WHAT THIS EXERCISE ASKS:
(1) In the text on Bristol's railway history, why did the GWR and the Bristol & Exeter both oppose the revised Bristol Central Station proposal of 1863? Answer in one to three sentences.
(2) Decide whether each statement agrees with the text on Bristol's railway history, answering yes or no and quoting the words from the text that settle it: (a) The Port Extension via Christmas Steps was backed by only one railway company. (b) Railway tunnels under the Mersey or the Severn had not yet been attempted when the 1863 proposal was made. (c) Temple Meads currently has 13 platforms in use.

GIVEN TEXT:
=======

The line from Hotwells to Avonmouth was in fact built, opening in 1865, but the Port Extension via Christmas Steps never got any traction, despite being backed by all the railway companies in Bristol at the time. It seems likely that it failed due to the huge cost of purchasing property - estimated at nearly a quarter of a million pounds, when the entire budget for the scheme was only 450 thousand - and the opposition stirred up by this prospect - bearing in mind Castle Park at that time was one of the most densely built-up areas in the city.

Perhaps the best chance Bristol ever had for a central station was the revised Bristol Central Station proposal of 1863. This began as before, but instead of terminating in the Centre, the tracks continued to Canon's Marsh, and dived under the Harbour and New Cut in tunnel, resurfacing in Bedminster where it would rejoin the line to Exeter.

The brilliant part here is that it put Bristol's shiny new central station on a through line, not as a terminus dangling on an awkward branch line. Trains between Exeter and Birmingham or London would naturally pass through, without any silly reversing dance.

Unfortunately, this was simultaneously one of the scheme's fatal flaws, because it left Temple Meads completely redundant, so the GWR and Bristol & Exeter both opposed it. Additionally, some were sceptical if the tunnel under the harbour was really feasible. On the one hand, the Thames Tunnel had been completed in 1843, proving that tunnels under rivers were possible, but on the other hand, the Thames Tunnel had taken twenty years, half a million pounds and the loss of numerous lives to actually finish, proving that tunnels under rivers were not straightforward or cheap. Other railway tunnels like those under the rivers Mersey or Severn, had not yet been attempted at this point.

I'm no railway engineer, but the distance from the Centre to Canon's Marsh doesn't seem very far, so it does seem to me like the gradient would have had to have been very steep. And if we're nitpicking based on the luxury of hindsight, a Bristol Central Station here would have found itself rather cramped. Temple Meads currently has 13 platforms in use - I can't imagine squeezing more than four in this area, without demolishing neighbouring streets, which contain a fair bit of historic architecture.

Still, it's all moot, because as you know, none of these schemes made it off the drawing board.

Instead, 1865 saw the invention of two schemes to paper over the worst of the issues on the cheap whilst completely failing to deliver the truly transformative step change in transport provision that the city really needed.

Sorry, where was I? Oh yes, 1865.

Firstly, the two Temple Meads stations were to be rebuilt as an integrated Joint Station, which is more or less the station we use today. Secondly, Victoria Street was to be carved through Redcliffe's medieval street pattern to provide a direct and modern route between the station and Bristol Bridge.

This pacified passenger grumbles, while in 1866 the Bristol Harbour Railway Act addressed the needs of the docks, coming up with the idea of the route through a Redcliffe tunnel to Wapping Wharf and beyond.

And with that, the moment passed - by the end of the century trams were filling in the gaps well enough, so there were no more serious proposals to bring railways to the very heart of Bristol.

=======

[Records]
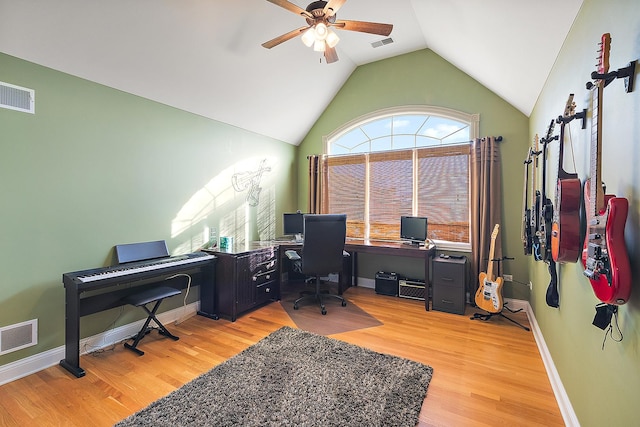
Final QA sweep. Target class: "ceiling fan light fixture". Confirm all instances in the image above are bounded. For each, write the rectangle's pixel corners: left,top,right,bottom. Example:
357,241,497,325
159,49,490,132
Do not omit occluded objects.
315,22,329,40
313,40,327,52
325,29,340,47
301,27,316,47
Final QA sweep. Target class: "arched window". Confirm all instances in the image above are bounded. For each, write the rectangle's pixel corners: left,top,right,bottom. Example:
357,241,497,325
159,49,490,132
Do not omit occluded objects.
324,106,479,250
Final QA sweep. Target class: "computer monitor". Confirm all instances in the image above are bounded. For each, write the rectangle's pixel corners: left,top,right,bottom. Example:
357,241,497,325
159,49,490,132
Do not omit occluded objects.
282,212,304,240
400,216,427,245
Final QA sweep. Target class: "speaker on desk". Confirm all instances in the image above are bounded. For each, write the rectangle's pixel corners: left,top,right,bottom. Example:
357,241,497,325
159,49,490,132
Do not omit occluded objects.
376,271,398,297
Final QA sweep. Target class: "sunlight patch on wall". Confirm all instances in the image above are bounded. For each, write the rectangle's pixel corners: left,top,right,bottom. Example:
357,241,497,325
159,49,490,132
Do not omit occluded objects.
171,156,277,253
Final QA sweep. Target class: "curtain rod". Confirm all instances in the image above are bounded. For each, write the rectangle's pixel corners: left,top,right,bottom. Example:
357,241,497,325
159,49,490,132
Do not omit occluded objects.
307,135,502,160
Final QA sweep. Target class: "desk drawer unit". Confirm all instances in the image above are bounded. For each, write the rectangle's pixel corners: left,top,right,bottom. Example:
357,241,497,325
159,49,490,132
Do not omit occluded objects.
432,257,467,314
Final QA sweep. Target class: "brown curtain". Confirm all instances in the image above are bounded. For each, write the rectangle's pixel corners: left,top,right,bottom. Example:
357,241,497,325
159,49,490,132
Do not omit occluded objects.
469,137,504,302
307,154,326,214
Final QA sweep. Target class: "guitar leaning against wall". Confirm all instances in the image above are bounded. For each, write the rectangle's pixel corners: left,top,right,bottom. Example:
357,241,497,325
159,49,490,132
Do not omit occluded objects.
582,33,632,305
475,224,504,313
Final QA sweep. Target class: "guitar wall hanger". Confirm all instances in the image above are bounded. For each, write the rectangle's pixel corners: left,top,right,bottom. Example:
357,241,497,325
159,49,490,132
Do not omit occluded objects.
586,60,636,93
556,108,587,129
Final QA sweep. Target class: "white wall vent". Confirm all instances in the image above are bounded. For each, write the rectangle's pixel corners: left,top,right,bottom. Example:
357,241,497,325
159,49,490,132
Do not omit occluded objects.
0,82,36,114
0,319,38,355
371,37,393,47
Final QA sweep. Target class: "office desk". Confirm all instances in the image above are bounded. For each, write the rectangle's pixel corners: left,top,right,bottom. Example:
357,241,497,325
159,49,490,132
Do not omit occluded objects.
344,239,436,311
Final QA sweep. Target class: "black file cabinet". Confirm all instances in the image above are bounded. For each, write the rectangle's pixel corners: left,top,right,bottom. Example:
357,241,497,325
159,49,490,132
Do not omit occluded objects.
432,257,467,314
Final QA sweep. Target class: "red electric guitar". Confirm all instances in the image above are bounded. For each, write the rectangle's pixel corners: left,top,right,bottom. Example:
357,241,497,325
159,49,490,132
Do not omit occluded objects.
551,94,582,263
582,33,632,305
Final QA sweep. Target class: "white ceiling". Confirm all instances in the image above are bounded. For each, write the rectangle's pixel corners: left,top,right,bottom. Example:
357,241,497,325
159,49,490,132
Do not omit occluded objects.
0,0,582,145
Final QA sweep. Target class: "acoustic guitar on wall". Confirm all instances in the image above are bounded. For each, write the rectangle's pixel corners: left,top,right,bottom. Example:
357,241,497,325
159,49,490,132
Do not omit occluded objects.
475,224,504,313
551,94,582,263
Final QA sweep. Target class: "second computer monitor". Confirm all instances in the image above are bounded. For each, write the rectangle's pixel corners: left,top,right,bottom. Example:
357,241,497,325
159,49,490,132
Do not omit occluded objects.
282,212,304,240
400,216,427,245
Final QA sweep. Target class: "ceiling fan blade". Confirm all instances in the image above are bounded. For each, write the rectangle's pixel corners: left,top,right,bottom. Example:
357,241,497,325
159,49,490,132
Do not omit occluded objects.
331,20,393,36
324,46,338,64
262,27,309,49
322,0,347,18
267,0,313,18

=======

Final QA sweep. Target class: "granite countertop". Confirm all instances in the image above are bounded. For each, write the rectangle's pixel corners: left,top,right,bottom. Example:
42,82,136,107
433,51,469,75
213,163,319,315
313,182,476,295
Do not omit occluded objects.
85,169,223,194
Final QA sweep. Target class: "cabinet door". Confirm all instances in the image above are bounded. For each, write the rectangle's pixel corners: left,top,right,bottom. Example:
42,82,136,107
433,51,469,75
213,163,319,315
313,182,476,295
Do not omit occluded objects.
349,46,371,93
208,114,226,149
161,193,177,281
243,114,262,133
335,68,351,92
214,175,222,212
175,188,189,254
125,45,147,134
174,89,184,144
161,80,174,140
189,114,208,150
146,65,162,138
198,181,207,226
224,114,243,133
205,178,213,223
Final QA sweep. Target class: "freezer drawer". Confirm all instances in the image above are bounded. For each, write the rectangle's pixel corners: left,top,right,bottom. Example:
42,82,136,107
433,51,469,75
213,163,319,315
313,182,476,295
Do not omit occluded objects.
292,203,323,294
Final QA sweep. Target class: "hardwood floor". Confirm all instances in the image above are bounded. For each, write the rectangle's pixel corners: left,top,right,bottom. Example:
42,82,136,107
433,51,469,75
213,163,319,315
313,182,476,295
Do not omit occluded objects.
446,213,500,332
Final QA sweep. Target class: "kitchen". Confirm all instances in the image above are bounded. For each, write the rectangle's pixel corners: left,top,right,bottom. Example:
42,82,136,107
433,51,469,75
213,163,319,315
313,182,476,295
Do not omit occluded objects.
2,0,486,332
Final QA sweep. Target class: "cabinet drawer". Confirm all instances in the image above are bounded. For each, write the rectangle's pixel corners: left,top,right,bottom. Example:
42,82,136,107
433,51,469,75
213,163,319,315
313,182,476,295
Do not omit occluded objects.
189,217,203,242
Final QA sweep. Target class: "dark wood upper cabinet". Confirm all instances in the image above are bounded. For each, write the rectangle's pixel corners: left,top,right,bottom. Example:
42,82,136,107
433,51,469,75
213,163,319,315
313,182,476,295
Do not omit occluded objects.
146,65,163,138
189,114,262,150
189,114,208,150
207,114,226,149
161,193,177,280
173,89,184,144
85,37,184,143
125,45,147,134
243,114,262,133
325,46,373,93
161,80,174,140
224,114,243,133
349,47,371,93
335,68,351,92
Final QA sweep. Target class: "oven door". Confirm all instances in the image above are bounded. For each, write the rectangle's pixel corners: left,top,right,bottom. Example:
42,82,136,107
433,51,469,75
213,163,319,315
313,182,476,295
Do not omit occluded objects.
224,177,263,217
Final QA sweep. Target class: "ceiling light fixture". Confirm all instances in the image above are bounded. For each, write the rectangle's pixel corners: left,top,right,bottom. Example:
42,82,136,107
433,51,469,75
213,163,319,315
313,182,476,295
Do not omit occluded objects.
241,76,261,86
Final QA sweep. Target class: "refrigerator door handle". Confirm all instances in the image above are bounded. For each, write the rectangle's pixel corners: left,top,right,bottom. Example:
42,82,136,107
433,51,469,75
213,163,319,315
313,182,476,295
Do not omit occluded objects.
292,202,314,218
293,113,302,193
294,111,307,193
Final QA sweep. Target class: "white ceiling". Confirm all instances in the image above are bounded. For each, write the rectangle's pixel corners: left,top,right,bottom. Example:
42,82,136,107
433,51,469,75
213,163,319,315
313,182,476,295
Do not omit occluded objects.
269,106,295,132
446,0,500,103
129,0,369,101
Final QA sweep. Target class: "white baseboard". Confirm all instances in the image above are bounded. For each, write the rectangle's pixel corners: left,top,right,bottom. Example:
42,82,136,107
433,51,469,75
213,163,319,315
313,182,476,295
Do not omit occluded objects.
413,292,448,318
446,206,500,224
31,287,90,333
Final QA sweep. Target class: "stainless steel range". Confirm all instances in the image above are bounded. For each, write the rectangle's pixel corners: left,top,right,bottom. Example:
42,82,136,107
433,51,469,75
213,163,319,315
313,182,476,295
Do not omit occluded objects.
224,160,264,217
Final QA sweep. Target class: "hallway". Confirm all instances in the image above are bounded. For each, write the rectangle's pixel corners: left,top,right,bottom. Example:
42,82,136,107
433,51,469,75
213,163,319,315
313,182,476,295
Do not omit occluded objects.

=======

WORKED ANSWERS:
(1) Because the proposal put the new central station on a through line, it would have left Temple Meads completely redundant. For that reason, both the GWR and the Bristol & Exeter opposed it.

(2)
(a) No: "despite being backed by all the railway companies in Bristol at the time"
(b) Yes: "Other railway tunnels like those under the rivers Mersey or Severn, had not yet been attempted at this point."
(c) Yes: "Temple Meads currently has 13 platforms in use"